▸ Activity:
In the listing below, find the line that contains "around the uniform" and the line that contains "the man's ear.". Quote both and every line between them, exactly, and nothing more.

▸ Records provided:
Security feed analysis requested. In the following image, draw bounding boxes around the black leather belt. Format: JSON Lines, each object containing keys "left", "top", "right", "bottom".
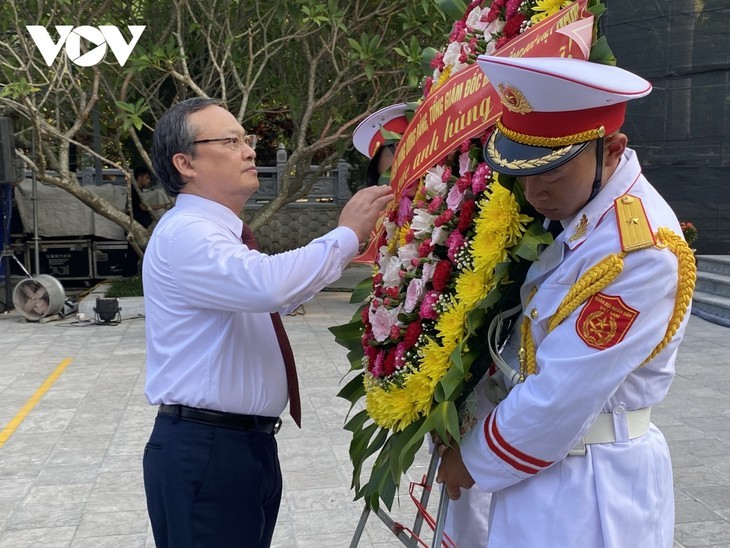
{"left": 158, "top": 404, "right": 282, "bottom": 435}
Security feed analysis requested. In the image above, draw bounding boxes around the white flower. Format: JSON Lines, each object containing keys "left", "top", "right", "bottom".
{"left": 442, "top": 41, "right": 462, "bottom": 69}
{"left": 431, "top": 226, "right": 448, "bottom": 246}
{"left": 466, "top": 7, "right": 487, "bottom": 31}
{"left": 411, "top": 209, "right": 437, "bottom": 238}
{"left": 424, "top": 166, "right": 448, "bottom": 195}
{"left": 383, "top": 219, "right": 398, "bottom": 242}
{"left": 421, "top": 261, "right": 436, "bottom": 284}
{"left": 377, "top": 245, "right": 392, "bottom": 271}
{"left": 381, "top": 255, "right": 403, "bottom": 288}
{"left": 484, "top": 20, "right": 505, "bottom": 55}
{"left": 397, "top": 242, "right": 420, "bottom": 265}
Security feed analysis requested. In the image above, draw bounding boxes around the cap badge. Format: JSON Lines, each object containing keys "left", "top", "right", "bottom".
* * *
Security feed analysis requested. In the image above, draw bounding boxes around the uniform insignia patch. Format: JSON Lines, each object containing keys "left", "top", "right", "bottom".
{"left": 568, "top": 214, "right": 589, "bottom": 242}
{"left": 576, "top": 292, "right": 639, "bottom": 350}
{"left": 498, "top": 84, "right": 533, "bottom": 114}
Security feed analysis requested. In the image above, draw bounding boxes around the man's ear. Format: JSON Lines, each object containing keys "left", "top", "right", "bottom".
* * *
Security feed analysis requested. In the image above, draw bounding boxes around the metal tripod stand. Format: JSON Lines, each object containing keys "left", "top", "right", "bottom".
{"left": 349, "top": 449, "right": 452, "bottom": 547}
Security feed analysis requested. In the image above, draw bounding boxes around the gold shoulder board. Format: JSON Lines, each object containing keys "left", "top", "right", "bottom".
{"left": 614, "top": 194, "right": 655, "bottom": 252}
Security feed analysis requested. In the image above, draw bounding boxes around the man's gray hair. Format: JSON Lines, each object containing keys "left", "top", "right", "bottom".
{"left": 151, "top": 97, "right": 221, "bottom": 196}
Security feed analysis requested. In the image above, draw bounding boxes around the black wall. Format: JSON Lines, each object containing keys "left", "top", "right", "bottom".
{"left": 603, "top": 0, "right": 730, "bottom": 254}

▸ Written answer:
Security feed analysis requested. In the image above, draw bounding boxes around the uniform insignia patch. Format: JSON Lines, each object containing keys "left", "top", "right", "bottom".
{"left": 568, "top": 214, "right": 589, "bottom": 242}
{"left": 576, "top": 292, "right": 639, "bottom": 350}
{"left": 498, "top": 84, "right": 533, "bottom": 114}
Security feed analysis requested. In the image above, draw bounding boxes around the man's ear. Format: JSON Lines, each object containing keys "left", "top", "right", "bottom".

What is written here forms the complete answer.